- _Check your understanding_
**1.** In the blog post, how long is the secondment the writer proposed?
**2.** Reproduce word for word the stretch of the blog post from "My manager got" through "toward the matter.".
**3.** List every phrase the blog post sets inside quotation marks.

---- Excerpt to read

My manager got back to me today. He said it's not a "no" at this stage, there are possibilities to be explored, -whatever that means. I proposed a 6 months secondment to gain that "win-win" situation.We are meeting with another locality director when he gets back from his annual leave.He also had one to one session with the other two of my colleagues to hear their views on this. I realised today that it's hard to find someone who "weep with those who weep, and rejoice with those who rejoice", who genuinely shares your joy when things are good with you. On one hand, i do not wish to assume what's on their mind. I leave the judgement to God. Sometimes, you just can't help it. I have to stop myself to think ill of anyone, yet, not to trust them fully. Furthermore, it confirms the philosophy that your identity, ie who you are, affects how you interpret and your prespective toward the matter.

--------
---- Provided data

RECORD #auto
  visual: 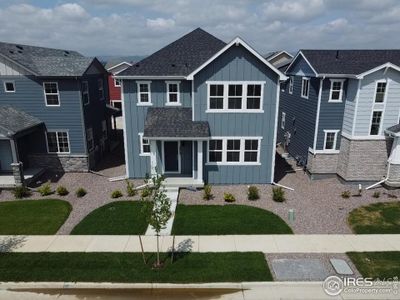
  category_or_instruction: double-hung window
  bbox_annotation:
[46,131,69,153]
[43,82,60,106]
[301,77,310,99]
[137,81,151,105]
[166,81,181,105]
[329,79,343,102]
[369,110,382,135]
[375,81,386,103]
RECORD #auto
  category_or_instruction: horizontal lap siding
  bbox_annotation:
[194,46,278,184]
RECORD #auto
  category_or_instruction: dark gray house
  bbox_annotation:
[278,50,400,186]
[116,28,286,186]
[0,43,110,185]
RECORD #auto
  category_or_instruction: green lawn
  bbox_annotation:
[348,201,400,234]
[0,252,272,283]
[347,251,400,279]
[172,204,293,235]
[0,199,72,235]
[71,201,148,235]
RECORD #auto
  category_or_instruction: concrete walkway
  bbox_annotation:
[0,234,400,253]
[146,187,179,236]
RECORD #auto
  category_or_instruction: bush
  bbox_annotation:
[372,192,381,198]
[224,193,236,202]
[38,182,53,196]
[56,185,69,196]
[75,188,87,198]
[247,185,260,200]
[272,186,286,202]
[111,190,122,199]
[203,184,214,200]
[12,186,32,199]
[126,180,137,197]
[342,190,351,199]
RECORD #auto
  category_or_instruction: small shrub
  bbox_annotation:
[341,190,351,199]
[75,188,87,198]
[126,180,137,197]
[12,186,32,199]
[38,182,53,196]
[56,185,69,196]
[372,192,381,198]
[247,185,260,200]
[203,184,214,200]
[272,186,286,202]
[224,193,236,202]
[111,190,123,199]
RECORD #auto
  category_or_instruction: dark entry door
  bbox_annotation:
[164,141,179,173]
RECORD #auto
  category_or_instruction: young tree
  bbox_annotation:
[142,174,172,268]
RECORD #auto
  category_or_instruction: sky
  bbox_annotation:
[0,0,400,56]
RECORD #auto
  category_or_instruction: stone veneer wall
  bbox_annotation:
[337,136,392,181]
[28,154,89,172]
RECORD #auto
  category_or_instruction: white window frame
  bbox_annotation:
[206,81,266,113]
[82,80,90,105]
[138,132,151,156]
[165,81,182,106]
[328,79,345,103]
[323,129,340,152]
[289,75,294,95]
[206,136,263,166]
[301,77,311,99]
[43,81,61,107]
[136,81,153,106]
[3,80,16,93]
[44,129,71,154]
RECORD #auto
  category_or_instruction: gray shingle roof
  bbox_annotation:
[0,105,43,137]
[119,28,226,76]
[0,42,93,76]
[301,50,400,75]
[143,107,210,138]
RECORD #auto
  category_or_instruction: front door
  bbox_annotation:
[164,141,180,173]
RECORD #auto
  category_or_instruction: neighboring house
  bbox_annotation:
[278,50,400,185]
[0,39,110,184]
[116,28,286,186]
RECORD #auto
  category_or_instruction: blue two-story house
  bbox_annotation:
[278,50,400,186]
[116,28,286,186]
[0,43,110,185]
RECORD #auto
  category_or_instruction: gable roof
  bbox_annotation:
[0,42,94,77]
[288,50,400,78]
[0,105,43,137]
[119,28,226,77]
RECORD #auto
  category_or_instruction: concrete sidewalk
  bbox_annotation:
[0,234,400,253]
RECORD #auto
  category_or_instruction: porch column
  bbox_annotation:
[197,141,203,180]
[150,140,157,176]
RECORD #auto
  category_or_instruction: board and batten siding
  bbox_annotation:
[193,46,279,184]
[354,69,400,137]
[123,79,192,178]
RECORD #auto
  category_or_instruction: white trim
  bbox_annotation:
[186,37,287,80]
[42,81,61,107]
[206,137,262,166]
[206,81,266,113]
[3,80,17,93]
[138,132,151,156]
[165,81,182,106]
[136,81,153,106]
[328,79,345,103]
[300,76,311,99]
[323,129,340,152]
[313,78,325,149]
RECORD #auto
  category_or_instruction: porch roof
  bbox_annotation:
[0,105,43,138]
[143,107,210,139]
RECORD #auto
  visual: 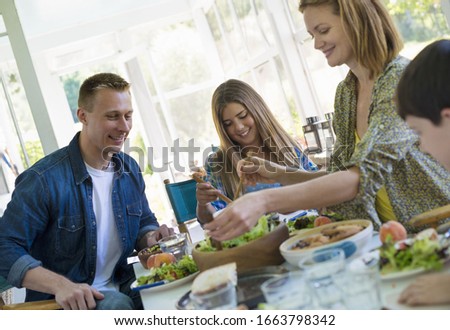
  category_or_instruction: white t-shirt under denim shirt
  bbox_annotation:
[85,163,122,291]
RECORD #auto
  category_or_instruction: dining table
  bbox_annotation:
[133,223,450,310]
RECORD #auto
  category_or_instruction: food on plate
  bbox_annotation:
[379,230,450,274]
[147,253,177,269]
[291,224,365,250]
[287,212,344,232]
[196,213,277,252]
[191,262,237,294]
[314,215,333,227]
[416,228,438,240]
[380,220,407,243]
[137,255,198,285]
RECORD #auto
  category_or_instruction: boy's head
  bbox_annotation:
[397,39,450,171]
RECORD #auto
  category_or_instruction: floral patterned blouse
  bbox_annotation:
[329,56,450,232]
[205,150,319,210]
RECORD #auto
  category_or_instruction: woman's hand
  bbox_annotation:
[203,191,266,241]
[196,182,219,206]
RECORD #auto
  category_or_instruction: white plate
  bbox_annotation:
[131,272,199,292]
[381,267,426,281]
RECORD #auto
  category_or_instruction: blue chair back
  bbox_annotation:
[0,276,12,293]
[165,179,197,224]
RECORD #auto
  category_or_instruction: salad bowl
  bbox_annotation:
[280,219,373,267]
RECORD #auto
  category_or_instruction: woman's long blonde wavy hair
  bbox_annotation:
[299,0,403,78]
[211,79,302,196]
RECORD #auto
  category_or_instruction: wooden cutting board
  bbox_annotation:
[409,204,450,226]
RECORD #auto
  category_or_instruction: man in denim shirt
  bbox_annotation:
[0,73,173,309]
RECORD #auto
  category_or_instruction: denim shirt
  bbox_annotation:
[0,133,159,301]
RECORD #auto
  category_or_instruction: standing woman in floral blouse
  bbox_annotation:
[205,0,450,240]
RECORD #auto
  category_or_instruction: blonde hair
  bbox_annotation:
[78,72,130,112]
[211,79,301,196]
[299,0,403,78]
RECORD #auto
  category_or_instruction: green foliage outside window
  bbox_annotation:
[385,0,450,42]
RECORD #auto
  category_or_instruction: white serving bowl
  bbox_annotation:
[280,219,373,267]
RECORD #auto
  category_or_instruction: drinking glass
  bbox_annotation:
[344,255,382,310]
[299,249,345,309]
[158,233,188,260]
[261,271,312,310]
[189,282,237,310]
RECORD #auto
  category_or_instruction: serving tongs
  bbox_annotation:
[408,204,450,232]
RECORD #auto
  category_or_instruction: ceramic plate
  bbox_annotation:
[384,292,450,310]
[131,272,199,292]
[381,268,426,281]
[175,266,287,310]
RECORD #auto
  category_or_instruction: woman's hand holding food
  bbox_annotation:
[196,182,220,206]
[236,156,285,186]
[203,191,267,241]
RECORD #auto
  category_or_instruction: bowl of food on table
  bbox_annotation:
[192,213,289,272]
[375,223,450,280]
[131,252,198,291]
[279,219,373,266]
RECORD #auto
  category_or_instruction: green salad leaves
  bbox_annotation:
[137,255,198,285]
[380,238,444,274]
[197,213,273,252]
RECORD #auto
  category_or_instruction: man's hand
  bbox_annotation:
[146,225,175,246]
[55,281,105,310]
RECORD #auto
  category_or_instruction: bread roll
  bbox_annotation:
[191,262,237,294]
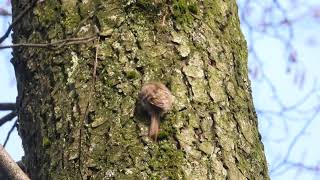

--------

- _Replies_
**1.** Six months.

**2.**
My manager got back to me today. He said it's not a "no" at this stage, there are possibilities to be explored, -whatever that means. I proposed a 6 months secondment to gain that "win-win" situation.We are meeting with another locality director when he gets back from his annual leave.He also had one to one session with the other two of my colleagues to hear their views on this. I realised today that it's hard to find someone who "weep with those who weep, and rejoice with those who rejoice", who genuinely shares your joy when things are good with you. On one hand, i do not wish to assume what's on their mind. I leave the judgement to God. Sometimes, you just can't help it. I have to stop myself to think ill of anyone, yet, not to trust them fully. Furthermore, it confirms the philosophy that your identity, ie who you are, affects how you interpret and your prespective toward the matter.

**3.**
- "no"
- "win-win"
- "weep with those who weep, and rejoice with those who rejoice"